◆ YOUR TASK
Please switch "facemask bar" to "face guard" and copy the material with nothing else altered, starting at the beginning and ending at the line that contains "[107,18,347,299]".

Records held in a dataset
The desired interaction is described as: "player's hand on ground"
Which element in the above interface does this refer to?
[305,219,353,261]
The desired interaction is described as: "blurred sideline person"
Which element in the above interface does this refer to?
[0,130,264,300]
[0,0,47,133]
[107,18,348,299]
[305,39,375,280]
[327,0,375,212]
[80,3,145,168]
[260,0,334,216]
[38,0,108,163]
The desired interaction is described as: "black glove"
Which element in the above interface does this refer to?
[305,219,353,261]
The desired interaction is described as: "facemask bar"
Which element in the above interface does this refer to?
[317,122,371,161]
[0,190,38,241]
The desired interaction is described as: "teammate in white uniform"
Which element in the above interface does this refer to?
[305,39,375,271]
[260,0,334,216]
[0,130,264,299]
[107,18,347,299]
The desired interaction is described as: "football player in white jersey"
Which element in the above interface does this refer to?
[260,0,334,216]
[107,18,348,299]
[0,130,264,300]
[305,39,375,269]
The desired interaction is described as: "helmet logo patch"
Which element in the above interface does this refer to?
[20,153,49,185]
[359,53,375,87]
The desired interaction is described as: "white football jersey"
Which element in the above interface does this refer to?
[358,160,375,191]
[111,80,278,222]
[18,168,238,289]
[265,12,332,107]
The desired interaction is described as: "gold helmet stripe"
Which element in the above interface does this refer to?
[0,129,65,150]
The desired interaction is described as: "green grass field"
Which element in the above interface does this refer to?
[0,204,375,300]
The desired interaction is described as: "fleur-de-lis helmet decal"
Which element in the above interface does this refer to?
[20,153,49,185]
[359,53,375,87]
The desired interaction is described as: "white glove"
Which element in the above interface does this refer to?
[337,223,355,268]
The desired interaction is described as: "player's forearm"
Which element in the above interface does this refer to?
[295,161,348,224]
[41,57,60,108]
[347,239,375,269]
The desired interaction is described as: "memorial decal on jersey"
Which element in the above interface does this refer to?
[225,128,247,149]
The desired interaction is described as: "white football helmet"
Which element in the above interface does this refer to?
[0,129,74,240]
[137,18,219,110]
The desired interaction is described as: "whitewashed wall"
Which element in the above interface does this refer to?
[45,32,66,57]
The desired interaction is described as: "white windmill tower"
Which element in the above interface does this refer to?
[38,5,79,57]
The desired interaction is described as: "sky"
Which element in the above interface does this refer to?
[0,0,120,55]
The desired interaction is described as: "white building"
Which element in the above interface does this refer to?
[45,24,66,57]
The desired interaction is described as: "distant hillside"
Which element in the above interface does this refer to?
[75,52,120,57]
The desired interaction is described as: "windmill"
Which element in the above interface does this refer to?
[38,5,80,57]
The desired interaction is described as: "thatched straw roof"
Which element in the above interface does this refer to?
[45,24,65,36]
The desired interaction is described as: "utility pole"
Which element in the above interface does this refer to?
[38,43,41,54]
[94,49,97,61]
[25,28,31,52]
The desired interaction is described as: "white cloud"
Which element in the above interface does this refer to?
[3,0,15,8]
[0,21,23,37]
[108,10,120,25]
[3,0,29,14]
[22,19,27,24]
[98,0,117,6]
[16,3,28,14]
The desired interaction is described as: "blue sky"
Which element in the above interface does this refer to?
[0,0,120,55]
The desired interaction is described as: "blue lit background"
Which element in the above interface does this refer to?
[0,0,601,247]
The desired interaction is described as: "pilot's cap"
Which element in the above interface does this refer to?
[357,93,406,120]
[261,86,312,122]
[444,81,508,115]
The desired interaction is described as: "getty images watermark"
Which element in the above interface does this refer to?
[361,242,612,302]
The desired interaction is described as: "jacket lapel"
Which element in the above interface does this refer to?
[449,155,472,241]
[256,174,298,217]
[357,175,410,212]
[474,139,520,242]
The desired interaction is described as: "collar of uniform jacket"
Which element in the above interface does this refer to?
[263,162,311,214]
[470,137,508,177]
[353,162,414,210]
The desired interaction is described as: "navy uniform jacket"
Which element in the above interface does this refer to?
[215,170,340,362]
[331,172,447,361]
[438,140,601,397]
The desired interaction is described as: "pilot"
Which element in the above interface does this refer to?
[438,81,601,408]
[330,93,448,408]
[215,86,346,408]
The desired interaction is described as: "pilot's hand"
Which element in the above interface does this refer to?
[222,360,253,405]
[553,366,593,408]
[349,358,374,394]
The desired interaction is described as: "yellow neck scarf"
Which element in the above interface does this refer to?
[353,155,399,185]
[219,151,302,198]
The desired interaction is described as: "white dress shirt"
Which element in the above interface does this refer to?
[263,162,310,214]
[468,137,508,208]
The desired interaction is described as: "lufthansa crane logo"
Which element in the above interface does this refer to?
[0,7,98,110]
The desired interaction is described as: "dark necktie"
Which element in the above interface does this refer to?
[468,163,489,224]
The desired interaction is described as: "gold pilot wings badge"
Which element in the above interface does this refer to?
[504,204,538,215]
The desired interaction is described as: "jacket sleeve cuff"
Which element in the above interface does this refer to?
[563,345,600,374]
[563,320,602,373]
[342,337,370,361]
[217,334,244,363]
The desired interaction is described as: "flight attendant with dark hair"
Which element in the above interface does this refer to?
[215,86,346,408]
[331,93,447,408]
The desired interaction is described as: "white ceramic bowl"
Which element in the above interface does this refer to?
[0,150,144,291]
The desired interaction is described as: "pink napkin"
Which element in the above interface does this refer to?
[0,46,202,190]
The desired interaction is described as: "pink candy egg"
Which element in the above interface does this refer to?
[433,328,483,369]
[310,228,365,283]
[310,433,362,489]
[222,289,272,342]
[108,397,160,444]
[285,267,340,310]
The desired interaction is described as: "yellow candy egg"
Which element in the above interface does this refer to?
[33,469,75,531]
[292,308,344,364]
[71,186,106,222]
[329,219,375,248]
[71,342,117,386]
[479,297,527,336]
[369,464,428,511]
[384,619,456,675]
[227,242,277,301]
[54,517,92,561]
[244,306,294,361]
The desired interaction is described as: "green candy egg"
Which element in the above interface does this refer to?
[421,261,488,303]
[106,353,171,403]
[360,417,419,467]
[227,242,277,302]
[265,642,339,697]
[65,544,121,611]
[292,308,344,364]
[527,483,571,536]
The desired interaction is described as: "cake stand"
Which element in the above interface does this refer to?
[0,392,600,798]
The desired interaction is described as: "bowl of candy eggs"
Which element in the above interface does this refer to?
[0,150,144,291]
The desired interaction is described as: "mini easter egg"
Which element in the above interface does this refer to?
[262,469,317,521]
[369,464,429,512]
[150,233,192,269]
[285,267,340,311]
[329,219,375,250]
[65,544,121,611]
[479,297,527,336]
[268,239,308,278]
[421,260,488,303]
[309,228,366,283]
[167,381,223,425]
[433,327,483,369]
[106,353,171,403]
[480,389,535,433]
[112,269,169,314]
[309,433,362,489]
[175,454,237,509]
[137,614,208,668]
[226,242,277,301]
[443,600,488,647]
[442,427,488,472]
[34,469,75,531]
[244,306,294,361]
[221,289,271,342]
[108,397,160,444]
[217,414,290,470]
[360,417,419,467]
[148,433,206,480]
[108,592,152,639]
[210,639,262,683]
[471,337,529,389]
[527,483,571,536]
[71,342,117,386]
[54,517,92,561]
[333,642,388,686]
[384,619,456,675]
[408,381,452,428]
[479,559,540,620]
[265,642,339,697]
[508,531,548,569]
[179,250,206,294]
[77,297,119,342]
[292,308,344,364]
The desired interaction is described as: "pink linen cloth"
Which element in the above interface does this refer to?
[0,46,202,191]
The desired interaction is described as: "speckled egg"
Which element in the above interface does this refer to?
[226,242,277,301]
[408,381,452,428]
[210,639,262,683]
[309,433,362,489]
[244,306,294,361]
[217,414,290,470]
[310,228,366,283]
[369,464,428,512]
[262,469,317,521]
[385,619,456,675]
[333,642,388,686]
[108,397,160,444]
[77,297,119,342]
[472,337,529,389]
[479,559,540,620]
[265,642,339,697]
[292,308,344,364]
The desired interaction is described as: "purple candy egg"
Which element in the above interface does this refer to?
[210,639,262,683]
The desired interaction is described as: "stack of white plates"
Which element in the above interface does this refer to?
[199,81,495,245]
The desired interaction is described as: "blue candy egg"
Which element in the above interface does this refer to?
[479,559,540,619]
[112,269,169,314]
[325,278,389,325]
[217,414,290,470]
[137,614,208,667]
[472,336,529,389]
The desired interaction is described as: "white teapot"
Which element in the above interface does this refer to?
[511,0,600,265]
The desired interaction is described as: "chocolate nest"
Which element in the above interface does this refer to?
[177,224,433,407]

◆ SOLUTION TO THIS TASK
The desired interaction is described as: "player's hand on ground"
Which element in the above interface does this refer to?
[305,219,353,261]
The desired interaction is described as: "blurred sideline person"
Which element in the above interface does this refer to?
[0,130,264,300]
[0,0,47,133]
[107,18,348,299]
[305,39,375,280]
[327,0,375,212]
[80,3,145,168]
[260,0,334,216]
[38,0,108,163]
The desired interaction is described as: "black glove"
Which element in the above interface does this refer to?
[305,219,353,261]
The desired interaction is described as: "face guard"
Which element in the above interface does this refer to?
[317,122,371,161]
[0,190,38,241]
The desired interaction is described as: "teammate in white uniform"
Which element in the above interface does this refer to?
[305,39,375,271]
[260,0,334,216]
[0,130,264,299]
[107,18,347,299]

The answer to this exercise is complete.